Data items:
────────

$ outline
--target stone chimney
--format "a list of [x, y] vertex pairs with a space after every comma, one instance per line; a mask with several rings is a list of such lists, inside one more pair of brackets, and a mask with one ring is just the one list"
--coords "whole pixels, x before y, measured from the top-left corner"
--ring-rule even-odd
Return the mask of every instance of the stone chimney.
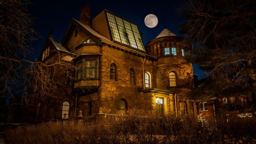
[[91, 25], [91, 5], [86, 3], [80, 10], [80, 21], [85, 25]]

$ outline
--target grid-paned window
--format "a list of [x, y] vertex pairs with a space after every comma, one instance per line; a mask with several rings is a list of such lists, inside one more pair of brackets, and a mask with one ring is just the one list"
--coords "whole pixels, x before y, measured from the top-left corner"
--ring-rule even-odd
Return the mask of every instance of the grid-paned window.
[[165, 48], [165, 55], [169, 55], [170, 54], [170, 48], [169, 47]]
[[145, 74], [145, 87], [150, 88], [150, 77], [147, 73]]
[[130, 83], [134, 85], [134, 71], [132, 69], [130, 69]]
[[181, 54], [182, 56], [185, 56], [185, 50], [184, 49], [181, 49]]
[[96, 60], [86, 60], [85, 61], [85, 77], [93, 78], [95, 77], [96, 70]]
[[169, 73], [169, 81], [170, 86], [176, 86], [176, 75], [174, 72]]
[[115, 66], [114, 64], [111, 64], [110, 65], [110, 79], [115, 81], [116, 69]]
[[77, 63], [77, 79], [80, 79], [82, 78], [82, 62], [80, 62]]
[[176, 53], [176, 48], [173, 47], [171, 48], [171, 54], [173, 55], [177, 55]]
[[69, 118], [69, 103], [66, 101], [63, 103], [62, 107], [62, 118], [64, 118], [64, 114], [66, 114], [66, 118]]
[[137, 25], [109, 13], [107, 17], [113, 40], [145, 51]]

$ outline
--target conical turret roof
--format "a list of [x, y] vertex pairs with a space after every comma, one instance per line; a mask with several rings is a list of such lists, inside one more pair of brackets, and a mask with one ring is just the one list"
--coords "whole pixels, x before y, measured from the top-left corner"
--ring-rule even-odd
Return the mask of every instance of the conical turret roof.
[[175, 34], [172, 33], [165, 26], [165, 28], [156, 37], [156, 38], [166, 37], [166, 36], [177, 36]]

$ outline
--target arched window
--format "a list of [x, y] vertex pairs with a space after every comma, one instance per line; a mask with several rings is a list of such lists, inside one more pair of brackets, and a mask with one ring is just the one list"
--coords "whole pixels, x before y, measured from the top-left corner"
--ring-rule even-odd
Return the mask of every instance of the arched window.
[[110, 65], [110, 79], [116, 81], [116, 69], [115, 66], [113, 64]]
[[145, 87], [150, 88], [150, 75], [149, 73], [147, 72], [145, 74]]
[[169, 73], [169, 82], [170, 86], [176, 86], [176, 75], [174, 72]]
[[[67, 101], [63, 103], [62, 107], [62, 118], [69, 118], [69, 103]], [[64, 115], [65, 114], [66, 114], [66, 118], [64, 117]]]
[[208, 110], [207, 109], [207, 103], [206, 102], [201, 103], [199, 104], [200, 106], [200, 111], [203, 111], [204, 110]]
[[235, 103], [235, 98], [233, 97], [230, 98], [230, 102], [231, 103]]
[[130, 83], [133, 85], [134, 85], [135, 83], [134, 82], [134, 71], [131, 69], [130, 69]]
[[189, 81], [190, 80], [190, 74], [189, 73], [187, 73], [186, 75], [186, 83], [187, 84], [187, 86], [189, 87]]
[[122, 99], [118, 103], [118, 113], [119, 114], [125, 115], [127, 110], [127, 103], [124, 99]]
[[224, 105], [227, 104], [227, 98], [223, 98], [223, 102], [224, 102]]

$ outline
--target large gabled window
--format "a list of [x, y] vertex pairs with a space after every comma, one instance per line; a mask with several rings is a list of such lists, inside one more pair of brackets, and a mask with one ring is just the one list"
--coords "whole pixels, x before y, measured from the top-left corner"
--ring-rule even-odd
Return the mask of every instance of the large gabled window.
[[137, 25], [113, 14], [108, 12], [106, 13], [111, 38], [113, 40], [145, 51]]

────────

> _Exercise goal_
Please recast the listing above as a two-column CSV headed "request" and "mask", with one row per request holding its text and its answer. Put each in a single quoted field with line breaks turned into spaces, and leave out the pictures.

> _The answer_
request,mask
"$ outline --target stone chimney --format ""a list of [x, y] vertex pairs with a space after every comma, one instance per line; a mask with several rings is a list of such lists, inside one more pair of brackets, and a mask with one ring is just the one list"" --coords ""whole pixels, x before y, measured from the top-left corner"" --ring-rule even-odd Return the mask of every instance of the stone chimney.","[[91, 25], [91, 5], [86, 3], [80, 10], [80, 21], [85, 25]]"
"$ outline --target grid-paned window --format ""a list of [x, y] vertex pairs with a space after every comma, one instance per line; a mask with several rings is a list of such lists, inside one more pair of brackets, and a mask with one ring is just the one list"" --coords ""whole pixels, x before y, measured from the top-left corner"" --ring-rule even-odd Return the mask of every instance of the grid-paned window.","[[165, 48], [165, 55], [169, 55], [170, 54], [170, 48], [169, 47]] [[145, 74], [145, 87], [150, 88], [150, 77], [147, 73]] [[130, 83], [134, 85], [134, 71], [132, 69], [130, 69]] [[181, 54], [182, 56], [185, 56], [185, 50], [184, 49], [181, 49]] [[96, 60], [86, 60], [85, 61], [85, 77], [93, 78], [95, 77], [96, 70]] [[169, 73], [169, 81], [170, 86], [176, 86], [176, 75], [174, 72]] [[115, 66], [114, 64], [111, 64], [110, 65], [110, 79], [115, 81], [116, 69]] [[77, 63], [77, 79], [80, 79], [82, 78], [82, 62], [80, 62]] [[176, 53], [176, 48], [173, 47], [171, 48], [171, 54], [173, 55], [177, 55]] [[69, 118], [69, 103], [66, 101], [63, 103], [62, 107], [62, 118], [64, 118], [64, 114], [66, 114], [66, 118]] [[137, 25], [109, 13], [107, 17], [113, 40], [145, 51]]"
"$ outline --target conical turret roof --format ""a list of [x, y] vertex pairs with a space after every comma, one instance per line; a mask with several rings is a list of such lists, inside one more pair of brackets, and a mask with one ring is just the one list"" --coords ""whole pixels, x before y, measured from the top-left corner"" --ring-rule even-odd Return the mask of every instance of the conical turret roof.","[[175, 34], [172, 33], [165, 26], [165, 28], [156, 37], [156, 38], [166, 37], [166, 36], [177, 36]]"
"$ outline --target arched window --format ""a list of [x, y] vertex pairs with a space after every comma, one instance per line; a mask with several rings is a list of such lists, inside one more pair of brackets, and a mask with one ring is just the one list"" --coords ""whole pixels, x before y, measured from the top-left corner"" --ring-rule even-odd Return the mask of every instance of the arched window.","[[110, 65], [110, 79], [116, 81], [116, 69], [115, 66], [113, 64]] [[145, 87], [150, 88], [150, 75], [149, 73], [147, 72], [145, 74]] [[169, 73], [169, 82], [170, 86], [176, 86], [176, 75], [174, 72]] [[[67, 101], [63, 103], [62, 107], [62, 118], [69, 118], [69, 103]], [[64, 115], [65, 114], [66, 114], [66, 118], [64, 117]]] [[208, 110], [207, 109], [207, 103], [206, 102], [201, 103], [199, 104], [200, 106], [200, 111], [203, 111], [204, 110]] [[235, 103], [235, 98], [233, 97], [230, 98], [230, 102], [231, 103]] [[130, 83], [133, 85], [134, 85], [135, 83], [134, 82], [134, 71], [131, 69], [130, 69]] [[189, 81], [190, 80], [190, 74], [189, 73], [187, 73], [186, 75], [186, 83], [187, 84], [187, 86], [189, 87]] [[122, 99], [118, 103], [118, 113], [119, 114], [125, 115], [127, 110], [127, 103], [124, 99]] [[224, 105], [227, 104], [227, 98], [223, 98], [223, 102], [224, 102]]"
"$ outline --target large gabled window --format ""a list of [x, y] vertex pairs with a space after every comma, one instance per line; a mask with several rings is a list of such lists, inside one more pair of brackets, and a mask with one ring is just the one list"" --coords ""whole pixels, x before y, measured from the top-left corner"" --ring-rule even-odd Return the mask of every instance of the large gabled window.","[[137, 25], [113, 14], [108, 12], [106, 13], [111, 38], [113, 40], [145, 51]]"